### Problem to work on
Filter the rows below and copy each line that contains the string "path". Treat case as significant.
— BEGIN —
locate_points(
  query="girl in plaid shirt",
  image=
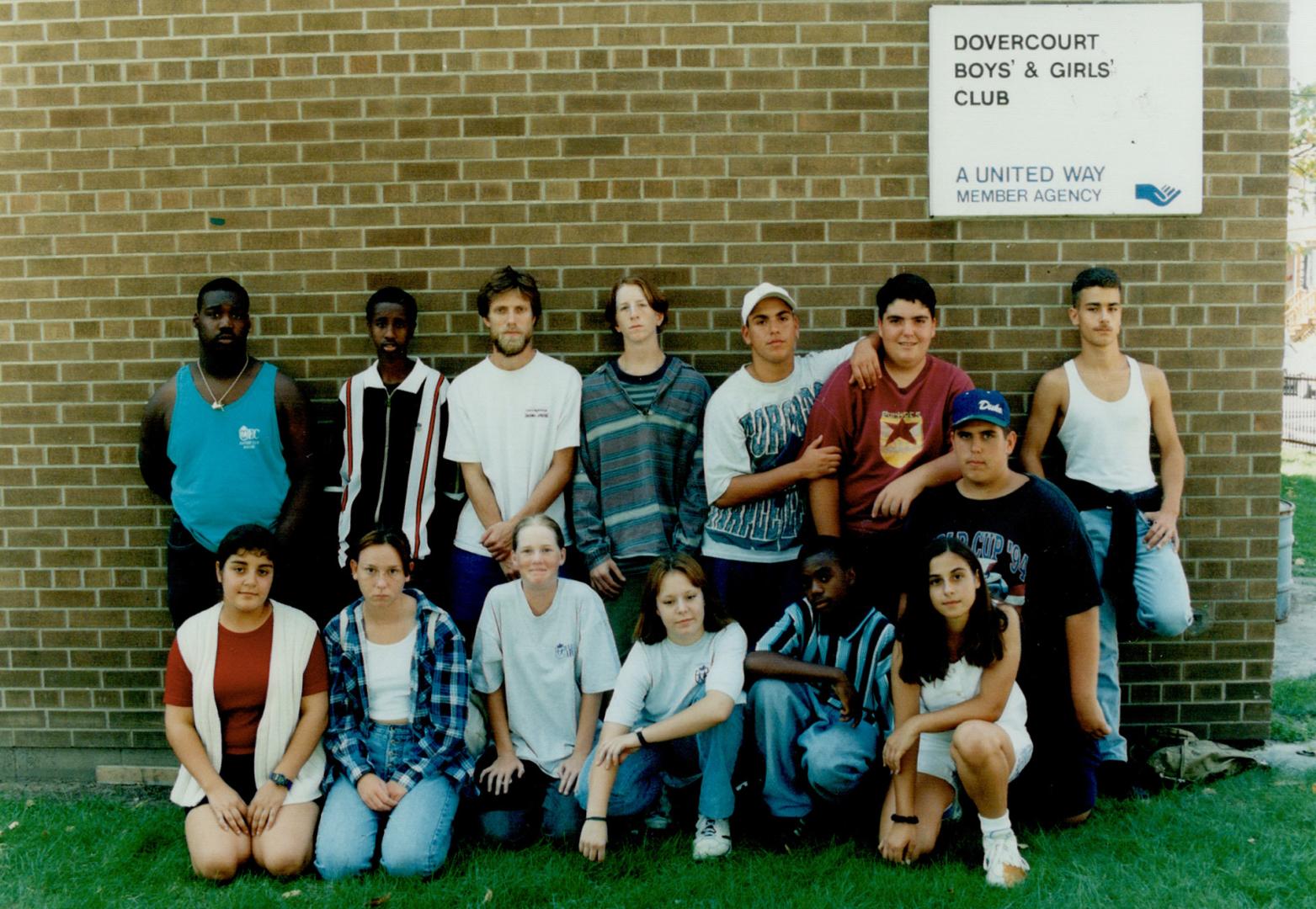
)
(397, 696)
— END —
— BEGIN —
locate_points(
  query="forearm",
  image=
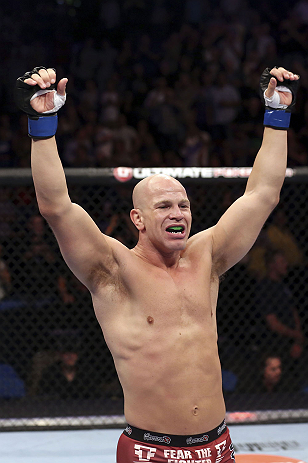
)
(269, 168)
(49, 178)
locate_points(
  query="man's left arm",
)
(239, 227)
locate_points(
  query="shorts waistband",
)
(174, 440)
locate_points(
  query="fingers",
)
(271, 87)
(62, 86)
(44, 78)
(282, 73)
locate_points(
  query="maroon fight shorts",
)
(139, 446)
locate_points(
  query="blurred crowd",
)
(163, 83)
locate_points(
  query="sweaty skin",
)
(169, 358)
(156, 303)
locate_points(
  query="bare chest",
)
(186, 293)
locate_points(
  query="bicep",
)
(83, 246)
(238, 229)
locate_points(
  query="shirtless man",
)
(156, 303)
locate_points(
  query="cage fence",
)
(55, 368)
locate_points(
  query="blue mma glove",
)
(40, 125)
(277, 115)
— END —
— BEGIN —
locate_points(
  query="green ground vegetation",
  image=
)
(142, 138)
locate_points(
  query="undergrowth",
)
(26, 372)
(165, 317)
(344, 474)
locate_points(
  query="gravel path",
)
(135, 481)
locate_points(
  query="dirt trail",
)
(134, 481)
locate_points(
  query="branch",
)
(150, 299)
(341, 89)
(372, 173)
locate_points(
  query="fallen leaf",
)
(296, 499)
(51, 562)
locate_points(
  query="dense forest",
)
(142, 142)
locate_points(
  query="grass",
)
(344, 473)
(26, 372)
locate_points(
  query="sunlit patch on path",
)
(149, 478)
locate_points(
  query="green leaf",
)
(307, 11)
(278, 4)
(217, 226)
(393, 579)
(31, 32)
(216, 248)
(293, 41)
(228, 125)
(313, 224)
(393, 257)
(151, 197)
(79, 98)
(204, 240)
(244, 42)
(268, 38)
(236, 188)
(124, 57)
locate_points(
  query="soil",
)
— END —
### Output for this exercise
  query="gravel path",
  query="sunlit patch on path",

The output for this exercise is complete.